**Halaman:**
_ _ _ _ _

Mengutip Gramsci dalam catatan di penjarah (Quaderni del carcere) yang ditulis antara tahun 1929-1935 memberikan satu tembok pemisah antara intelektual tradisional (traditional intelectual) dengan intelektual aktifis (organik intellectual). Ini sangat memprihatinkan, betapa banyak orang yang mengaku intelektual organik bekerja di ribuan LSM atau NGO dan juga intelektual menara gading yang tidak mau bersebelahan tempat duduk dengan masyarakat miskin (powerless society, namun bangsa ini belum beranjak kemana-mana (go nowhere) alias apa yang disebut involusi baik dalam alam pikiran atau alam pergerakan. Para intelektual tukang dan budak intelektual yang banyak baik dduduk di kampus atau di senayan mereka setali tiga uang dalam hal ini karena tidak memberika progres yang berarti bagi kelangsungan hidup manusia Indonesia yang mana angka kemiskinanan terus menanjak dengan tingkat dana kualitas penderitaan yang diambang batas. 

Karena bagi Lenin, menurut saya termasuk di Indonesia hari ini, sudah tidak ada lagi batas antara intelektual organik dan traditional, antara intelektual dan kelas pekerja maka pemikiran revolusi harus muncul dari banyak arah untuk memperbaiki rezim hegemonik. Intelektual organik sudah dibajak kekuasaan, intelektual traditional sudah sibuk mengurus adminitrasi dan birokrasi maka intelektual gelemboang berikutnya apa yang kita sebut sebagai intelektual revolusioner dimana kelompok ini harus dilahirkan tanpa memperdulikan kasta dan kelas tertentu. Kekerasan kehidupan sosial yang timpang yang akan melahirkannya dan bukan dari rezim ilmu yang berada diketiak lembaga donor yang akan menjadi benar-benar penggerak. Jenis intelektual ini tidak sulit didepatkan asalkan ada memontum yang tepat. Karena itu seringkali ini disamakan dengan lamanya menunggu "godot" atau menunggu "juru selamat."

Saya pribadi, jenuh dan bahkan sangat jenuh. Saya merasa tidak ada hal yang bisa ditulis atau diperdebatkan secara intelektual apa yang sedang dilakono pemerintah Indonesia baik di eksekutif, legislatif, dan yudikatif. Kelompok civil society melempem dan bergesar sporadis kearah yang tidak diniatkan dan ini yang mengancam terwujudnya demokrasi yang substnasial. Seolah manusia politik Indonesia sudah mengalami disorientasi sejaka dalam alam pikir. Mereka saya kira kehilangan epistemologi, ontologi, dan idelogi kebaikan umum. Satu-satunya yang tersisa adalah keinginan memperbanyak kekayaan dan melanjutkan tampuk jabatan dan kekuasaanya secara membabi buta.

_ _ _ _ _

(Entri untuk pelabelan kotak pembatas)

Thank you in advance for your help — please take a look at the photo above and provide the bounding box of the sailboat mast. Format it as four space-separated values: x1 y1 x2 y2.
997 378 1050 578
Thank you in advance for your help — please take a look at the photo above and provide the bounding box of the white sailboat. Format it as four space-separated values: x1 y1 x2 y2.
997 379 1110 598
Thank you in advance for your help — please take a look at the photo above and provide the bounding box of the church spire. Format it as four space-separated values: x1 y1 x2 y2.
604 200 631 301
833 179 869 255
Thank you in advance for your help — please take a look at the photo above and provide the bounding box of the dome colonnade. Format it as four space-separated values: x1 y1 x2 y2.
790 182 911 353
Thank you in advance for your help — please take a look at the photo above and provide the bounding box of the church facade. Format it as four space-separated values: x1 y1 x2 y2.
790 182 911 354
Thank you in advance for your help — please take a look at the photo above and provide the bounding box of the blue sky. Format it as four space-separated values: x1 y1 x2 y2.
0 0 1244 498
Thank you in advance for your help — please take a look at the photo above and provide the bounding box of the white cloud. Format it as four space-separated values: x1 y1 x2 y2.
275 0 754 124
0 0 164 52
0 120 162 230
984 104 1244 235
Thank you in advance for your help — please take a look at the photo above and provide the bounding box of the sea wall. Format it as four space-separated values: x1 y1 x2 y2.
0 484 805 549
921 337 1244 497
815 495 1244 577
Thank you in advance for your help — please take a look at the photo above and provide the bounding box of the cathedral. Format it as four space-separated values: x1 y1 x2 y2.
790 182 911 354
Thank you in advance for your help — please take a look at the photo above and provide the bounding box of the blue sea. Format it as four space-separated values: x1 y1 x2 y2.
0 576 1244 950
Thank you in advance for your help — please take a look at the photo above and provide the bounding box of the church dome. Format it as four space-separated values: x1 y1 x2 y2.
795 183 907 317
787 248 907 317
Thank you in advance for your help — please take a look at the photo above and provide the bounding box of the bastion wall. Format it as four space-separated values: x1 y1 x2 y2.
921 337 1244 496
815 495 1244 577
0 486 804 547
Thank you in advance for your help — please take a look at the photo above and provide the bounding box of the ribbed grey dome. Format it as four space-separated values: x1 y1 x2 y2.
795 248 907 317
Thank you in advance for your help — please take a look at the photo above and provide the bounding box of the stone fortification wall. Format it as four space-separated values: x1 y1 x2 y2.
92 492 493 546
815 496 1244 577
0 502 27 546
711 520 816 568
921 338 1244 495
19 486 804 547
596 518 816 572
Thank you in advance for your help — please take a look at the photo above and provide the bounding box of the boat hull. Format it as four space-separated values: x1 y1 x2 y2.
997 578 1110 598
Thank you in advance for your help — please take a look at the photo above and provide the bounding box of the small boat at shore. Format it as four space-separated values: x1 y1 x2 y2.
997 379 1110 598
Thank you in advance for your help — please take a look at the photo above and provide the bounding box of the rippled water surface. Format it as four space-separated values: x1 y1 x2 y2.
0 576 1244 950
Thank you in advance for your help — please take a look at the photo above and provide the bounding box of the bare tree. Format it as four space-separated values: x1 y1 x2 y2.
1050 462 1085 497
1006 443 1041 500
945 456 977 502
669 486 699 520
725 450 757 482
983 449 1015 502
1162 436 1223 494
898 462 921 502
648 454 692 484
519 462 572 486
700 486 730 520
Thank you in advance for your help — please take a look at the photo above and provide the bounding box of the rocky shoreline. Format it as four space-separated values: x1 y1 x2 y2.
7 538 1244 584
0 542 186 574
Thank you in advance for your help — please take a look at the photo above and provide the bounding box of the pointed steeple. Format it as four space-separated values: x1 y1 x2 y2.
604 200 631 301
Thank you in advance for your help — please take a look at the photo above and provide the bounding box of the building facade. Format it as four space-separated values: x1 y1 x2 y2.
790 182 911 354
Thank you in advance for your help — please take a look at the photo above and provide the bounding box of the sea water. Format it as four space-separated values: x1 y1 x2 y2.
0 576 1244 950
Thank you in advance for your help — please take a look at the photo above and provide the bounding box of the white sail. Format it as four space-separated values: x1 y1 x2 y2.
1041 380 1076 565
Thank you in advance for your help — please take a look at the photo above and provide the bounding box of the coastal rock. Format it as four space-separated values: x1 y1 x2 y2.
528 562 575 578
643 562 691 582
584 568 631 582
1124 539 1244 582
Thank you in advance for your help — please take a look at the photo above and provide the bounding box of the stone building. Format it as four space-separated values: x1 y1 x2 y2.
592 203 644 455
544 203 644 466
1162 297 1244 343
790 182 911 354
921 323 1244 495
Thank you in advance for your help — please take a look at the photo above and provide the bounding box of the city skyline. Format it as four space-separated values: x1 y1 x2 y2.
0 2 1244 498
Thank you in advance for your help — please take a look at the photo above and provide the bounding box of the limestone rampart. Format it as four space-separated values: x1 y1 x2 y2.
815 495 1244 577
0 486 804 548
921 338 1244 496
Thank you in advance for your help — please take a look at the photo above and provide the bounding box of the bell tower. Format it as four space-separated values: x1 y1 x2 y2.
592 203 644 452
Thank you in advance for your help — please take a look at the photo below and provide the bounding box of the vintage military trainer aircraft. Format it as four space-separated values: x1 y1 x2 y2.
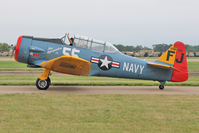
15 34 188 90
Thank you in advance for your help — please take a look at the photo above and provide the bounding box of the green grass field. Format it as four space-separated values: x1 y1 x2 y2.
0 94 199 133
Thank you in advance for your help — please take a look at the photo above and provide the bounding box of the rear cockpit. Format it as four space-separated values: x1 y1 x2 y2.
62 35 118 53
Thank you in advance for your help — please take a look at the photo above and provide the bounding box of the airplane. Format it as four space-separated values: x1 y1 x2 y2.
15 34 189 90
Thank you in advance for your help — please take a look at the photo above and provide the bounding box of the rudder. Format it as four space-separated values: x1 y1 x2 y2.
157 42 189 82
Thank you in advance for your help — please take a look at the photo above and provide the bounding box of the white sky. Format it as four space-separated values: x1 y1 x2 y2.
0 0 199 47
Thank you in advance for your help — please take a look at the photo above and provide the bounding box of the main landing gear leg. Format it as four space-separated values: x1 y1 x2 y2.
159 81 166 90
36 69 51 90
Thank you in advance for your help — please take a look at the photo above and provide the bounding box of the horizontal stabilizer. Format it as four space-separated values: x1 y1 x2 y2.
148 62 180 72
40 56 90 76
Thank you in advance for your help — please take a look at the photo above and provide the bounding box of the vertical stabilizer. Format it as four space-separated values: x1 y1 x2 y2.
158 42 189 82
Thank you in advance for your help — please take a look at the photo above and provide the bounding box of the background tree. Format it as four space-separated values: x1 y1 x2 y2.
0 43 10 52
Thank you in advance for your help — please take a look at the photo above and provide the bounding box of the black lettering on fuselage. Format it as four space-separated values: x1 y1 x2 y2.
176 53 184 63
167 51 175 61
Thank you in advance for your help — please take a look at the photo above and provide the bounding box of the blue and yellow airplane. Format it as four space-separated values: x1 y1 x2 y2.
15 34 188 90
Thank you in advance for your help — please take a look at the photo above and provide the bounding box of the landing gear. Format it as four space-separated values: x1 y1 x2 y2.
36 69 51 90
36 77 50 90
159 85 164 90
159 81 166 90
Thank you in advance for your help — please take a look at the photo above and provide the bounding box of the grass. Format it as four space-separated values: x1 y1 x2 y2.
0 75 199 86
0 94 199 133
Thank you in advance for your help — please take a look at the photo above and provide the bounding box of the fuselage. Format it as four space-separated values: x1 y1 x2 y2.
15 36 172 81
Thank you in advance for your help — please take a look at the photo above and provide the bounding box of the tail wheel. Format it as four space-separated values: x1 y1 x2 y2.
159 85 164 90
36 77 51 90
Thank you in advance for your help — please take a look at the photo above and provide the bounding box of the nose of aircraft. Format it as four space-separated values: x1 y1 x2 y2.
15 36 22 61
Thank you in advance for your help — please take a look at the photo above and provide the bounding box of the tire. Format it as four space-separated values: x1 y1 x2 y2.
36 77 51 90
159 85 164 90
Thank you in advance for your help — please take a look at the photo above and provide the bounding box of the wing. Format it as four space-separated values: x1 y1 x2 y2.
148 62 180 71
40 56 90 75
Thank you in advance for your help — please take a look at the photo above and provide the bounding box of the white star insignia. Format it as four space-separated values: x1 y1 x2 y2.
100 56 112 69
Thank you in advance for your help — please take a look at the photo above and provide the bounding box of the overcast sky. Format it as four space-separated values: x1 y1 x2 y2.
0 0 199 46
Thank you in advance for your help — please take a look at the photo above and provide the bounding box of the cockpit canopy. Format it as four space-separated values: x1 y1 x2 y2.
62 35 118 53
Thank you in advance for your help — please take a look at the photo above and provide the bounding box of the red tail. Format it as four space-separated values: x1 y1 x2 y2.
171 42 189 82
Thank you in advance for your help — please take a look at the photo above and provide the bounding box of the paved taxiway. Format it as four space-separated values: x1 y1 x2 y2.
0 86 199 95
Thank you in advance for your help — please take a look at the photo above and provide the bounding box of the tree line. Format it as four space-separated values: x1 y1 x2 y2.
115 44 199 53
0 43 199 52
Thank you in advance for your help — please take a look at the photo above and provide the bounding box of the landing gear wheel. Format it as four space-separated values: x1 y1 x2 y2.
159 85 164 90
36 77 51 90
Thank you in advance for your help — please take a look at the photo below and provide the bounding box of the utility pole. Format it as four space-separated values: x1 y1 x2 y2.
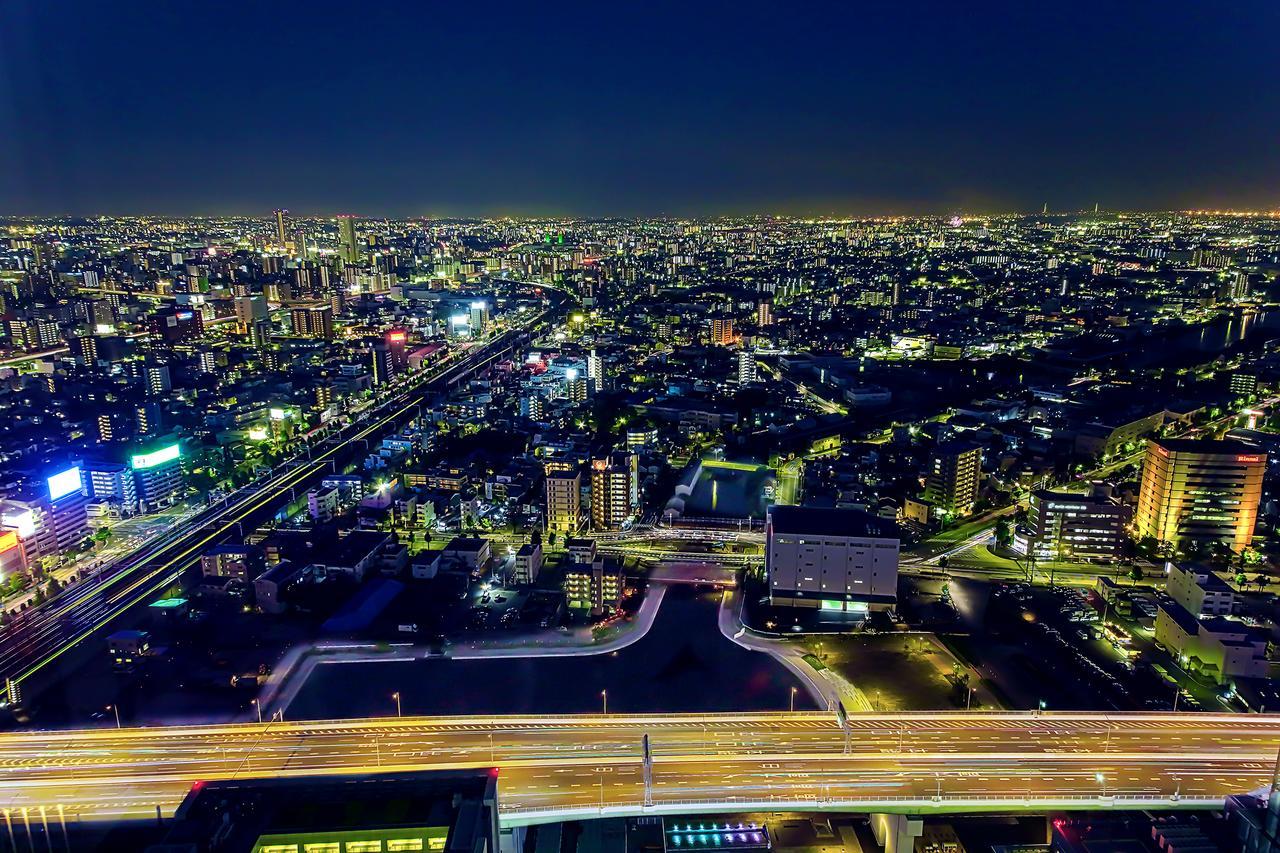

_ _ _ _ _

**Soal yang Diberikan:**
Jawab pertanyaan berikut berdasarkan tulisan tentang intelektual di Indonesia.
1. Pada rentang tahun berapa catatan penjara Gramsci ditulis?
2. Menurut tulisan, apa yang telah terjadi pada intelektual organik?
3. Tiga cabang pemerintahan Indonesia apa saja yang disebutkan penulis?
Entri-entri tersebut tidak berhubungan dengan tulisan di atas.

**Hasil Latihan:**
1. Antara tahun 1929 dan 1935.
2. Intelektual organik sudah dibajak kekuasaan.
3. Eksekutif, legislatif, dan yudikatif.